▸ **PROBLEM**
Each line of the records below that holds "into" should be returned.

[Extracted records]

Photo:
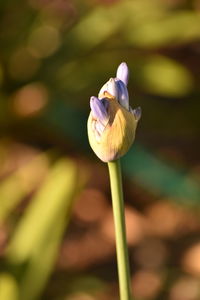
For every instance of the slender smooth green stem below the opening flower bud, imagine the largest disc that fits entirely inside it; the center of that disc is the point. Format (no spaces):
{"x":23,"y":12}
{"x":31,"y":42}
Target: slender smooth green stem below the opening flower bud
{"x":120,"y":232}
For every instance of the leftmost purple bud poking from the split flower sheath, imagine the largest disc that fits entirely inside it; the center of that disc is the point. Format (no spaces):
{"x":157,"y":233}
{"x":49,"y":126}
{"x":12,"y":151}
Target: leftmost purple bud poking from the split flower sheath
{"x":99,"y":109}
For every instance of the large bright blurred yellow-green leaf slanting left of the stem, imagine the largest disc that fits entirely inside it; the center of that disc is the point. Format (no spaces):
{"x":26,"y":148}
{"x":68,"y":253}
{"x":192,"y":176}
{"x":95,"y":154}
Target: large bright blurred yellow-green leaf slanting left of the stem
{"x":44,"y":210}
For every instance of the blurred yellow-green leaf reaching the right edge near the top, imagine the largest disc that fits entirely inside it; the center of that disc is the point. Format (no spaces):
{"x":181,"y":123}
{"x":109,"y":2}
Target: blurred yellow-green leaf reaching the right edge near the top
{"x":171,"y":29}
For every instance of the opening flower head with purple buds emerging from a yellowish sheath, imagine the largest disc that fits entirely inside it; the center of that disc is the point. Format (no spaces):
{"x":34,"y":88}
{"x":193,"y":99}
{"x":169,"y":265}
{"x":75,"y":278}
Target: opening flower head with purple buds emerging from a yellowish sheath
{"x":112,"y":122}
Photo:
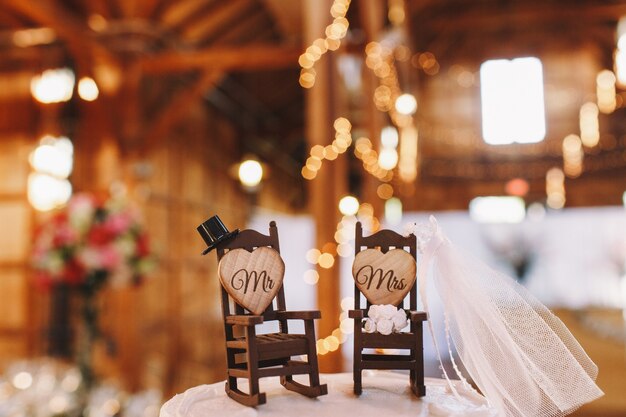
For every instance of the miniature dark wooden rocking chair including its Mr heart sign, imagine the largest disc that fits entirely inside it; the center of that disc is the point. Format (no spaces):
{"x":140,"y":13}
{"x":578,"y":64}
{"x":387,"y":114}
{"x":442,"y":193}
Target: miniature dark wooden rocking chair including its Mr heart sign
{"x":253,"y":356}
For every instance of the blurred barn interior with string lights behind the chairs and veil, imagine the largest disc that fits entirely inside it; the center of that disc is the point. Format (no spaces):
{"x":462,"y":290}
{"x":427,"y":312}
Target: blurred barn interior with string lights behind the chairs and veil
{"x":127,"y":123}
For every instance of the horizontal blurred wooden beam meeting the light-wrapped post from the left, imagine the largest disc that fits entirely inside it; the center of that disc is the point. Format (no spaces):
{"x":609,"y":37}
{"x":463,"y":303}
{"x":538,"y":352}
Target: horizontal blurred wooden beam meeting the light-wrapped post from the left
{"x":245,"y":58}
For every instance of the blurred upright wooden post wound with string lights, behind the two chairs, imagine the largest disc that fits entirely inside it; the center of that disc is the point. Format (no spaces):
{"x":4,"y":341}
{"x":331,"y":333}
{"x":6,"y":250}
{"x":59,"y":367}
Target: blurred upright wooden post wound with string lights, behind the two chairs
{"x":326,"y":188}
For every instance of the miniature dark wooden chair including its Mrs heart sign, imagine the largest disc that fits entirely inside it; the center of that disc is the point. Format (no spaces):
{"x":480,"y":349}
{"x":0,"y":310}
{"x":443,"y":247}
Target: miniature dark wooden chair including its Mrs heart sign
{"x":381,"y":278}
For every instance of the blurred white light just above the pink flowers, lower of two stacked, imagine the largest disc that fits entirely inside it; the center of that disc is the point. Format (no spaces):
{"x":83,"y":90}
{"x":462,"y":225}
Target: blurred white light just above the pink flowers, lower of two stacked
{"x":46,"y":192}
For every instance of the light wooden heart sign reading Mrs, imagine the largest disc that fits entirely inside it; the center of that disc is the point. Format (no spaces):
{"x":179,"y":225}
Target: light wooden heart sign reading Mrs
{"x":384,"y":278}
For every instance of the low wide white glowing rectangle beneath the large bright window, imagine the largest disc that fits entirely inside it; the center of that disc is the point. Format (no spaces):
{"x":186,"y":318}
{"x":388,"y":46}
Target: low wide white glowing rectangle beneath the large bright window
{"x":497,"y":209}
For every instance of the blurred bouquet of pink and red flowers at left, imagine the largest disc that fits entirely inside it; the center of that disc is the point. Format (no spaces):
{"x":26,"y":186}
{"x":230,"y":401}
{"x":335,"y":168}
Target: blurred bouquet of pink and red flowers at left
{"x":90,"y":242}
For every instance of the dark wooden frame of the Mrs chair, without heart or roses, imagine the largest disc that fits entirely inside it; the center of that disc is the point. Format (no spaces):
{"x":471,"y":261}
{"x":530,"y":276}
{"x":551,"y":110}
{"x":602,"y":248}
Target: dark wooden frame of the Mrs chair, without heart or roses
{"x":412,"y":340}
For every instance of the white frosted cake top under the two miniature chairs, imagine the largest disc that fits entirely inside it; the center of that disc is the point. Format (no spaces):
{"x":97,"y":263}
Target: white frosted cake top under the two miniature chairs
{"x":384,"y":394}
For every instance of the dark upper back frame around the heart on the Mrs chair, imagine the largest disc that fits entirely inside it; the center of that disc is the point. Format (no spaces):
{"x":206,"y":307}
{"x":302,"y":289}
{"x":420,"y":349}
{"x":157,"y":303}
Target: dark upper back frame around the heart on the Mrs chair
{"x":385,"y":240}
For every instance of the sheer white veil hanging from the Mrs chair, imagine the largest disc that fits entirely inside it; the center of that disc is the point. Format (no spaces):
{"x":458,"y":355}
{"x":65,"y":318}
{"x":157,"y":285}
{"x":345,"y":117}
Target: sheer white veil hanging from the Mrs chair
{"x":522,"y":357}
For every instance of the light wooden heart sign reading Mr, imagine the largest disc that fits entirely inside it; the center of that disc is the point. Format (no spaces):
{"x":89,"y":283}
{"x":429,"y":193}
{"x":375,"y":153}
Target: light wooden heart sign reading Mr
{"x":252,"y":278}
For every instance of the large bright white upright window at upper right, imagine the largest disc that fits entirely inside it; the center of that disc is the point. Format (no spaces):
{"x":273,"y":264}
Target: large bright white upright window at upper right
{"x":512,"y":101}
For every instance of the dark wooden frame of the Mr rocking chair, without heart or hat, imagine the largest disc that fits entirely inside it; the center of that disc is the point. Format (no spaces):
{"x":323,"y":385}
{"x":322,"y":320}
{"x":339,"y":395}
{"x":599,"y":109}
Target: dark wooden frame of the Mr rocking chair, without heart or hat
{"x":253,"y":356}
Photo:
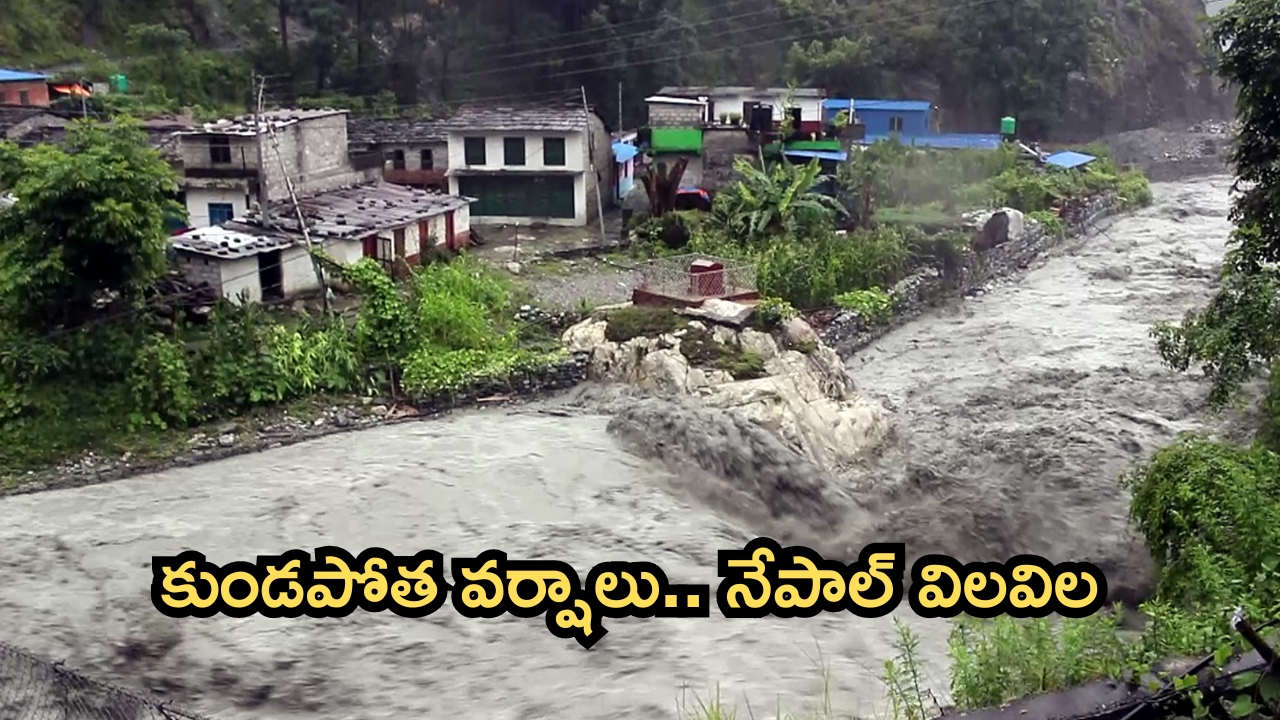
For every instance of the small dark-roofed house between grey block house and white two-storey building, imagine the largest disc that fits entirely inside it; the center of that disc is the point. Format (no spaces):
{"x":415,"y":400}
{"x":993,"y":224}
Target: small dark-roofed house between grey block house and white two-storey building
{"x":417,"y":152}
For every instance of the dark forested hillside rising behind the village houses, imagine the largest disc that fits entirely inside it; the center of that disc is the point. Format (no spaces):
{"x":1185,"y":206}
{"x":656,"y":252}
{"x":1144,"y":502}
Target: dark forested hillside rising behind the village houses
{"x":1080,"y":66}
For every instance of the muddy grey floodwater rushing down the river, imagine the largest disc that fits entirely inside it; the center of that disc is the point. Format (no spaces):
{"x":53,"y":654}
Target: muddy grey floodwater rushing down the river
{"x":1021,"y":408}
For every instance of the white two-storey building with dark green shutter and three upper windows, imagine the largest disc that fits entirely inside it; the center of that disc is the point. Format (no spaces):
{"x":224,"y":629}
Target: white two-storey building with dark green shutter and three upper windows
{"x":529,"y":165}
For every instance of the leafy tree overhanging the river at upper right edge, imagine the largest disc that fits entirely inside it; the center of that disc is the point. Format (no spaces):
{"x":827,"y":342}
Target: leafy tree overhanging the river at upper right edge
{"x":1238,"y":332}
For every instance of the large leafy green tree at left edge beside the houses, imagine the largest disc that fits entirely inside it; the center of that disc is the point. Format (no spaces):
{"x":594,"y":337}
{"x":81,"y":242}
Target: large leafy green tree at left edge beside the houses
{"x":89,"y":222}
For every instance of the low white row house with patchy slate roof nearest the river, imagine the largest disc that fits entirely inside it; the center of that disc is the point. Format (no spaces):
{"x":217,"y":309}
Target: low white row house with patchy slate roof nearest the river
{"x":250,"y":261}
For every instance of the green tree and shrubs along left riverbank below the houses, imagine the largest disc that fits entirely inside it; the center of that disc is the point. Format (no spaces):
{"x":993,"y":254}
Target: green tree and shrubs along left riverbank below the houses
{"x":93,"y":357}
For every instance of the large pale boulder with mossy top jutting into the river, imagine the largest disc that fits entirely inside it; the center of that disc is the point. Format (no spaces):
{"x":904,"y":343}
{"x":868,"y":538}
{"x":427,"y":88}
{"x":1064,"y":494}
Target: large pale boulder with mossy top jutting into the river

▸ **RESPONSE BOX**
For every instance of the large pale boulder with mossy top jutting into the river, imagine the largest disc that fits entirely inside it; the center of that disc is the point. Format (no spaces):
Target: large pale boulder with mossy top jutting into the river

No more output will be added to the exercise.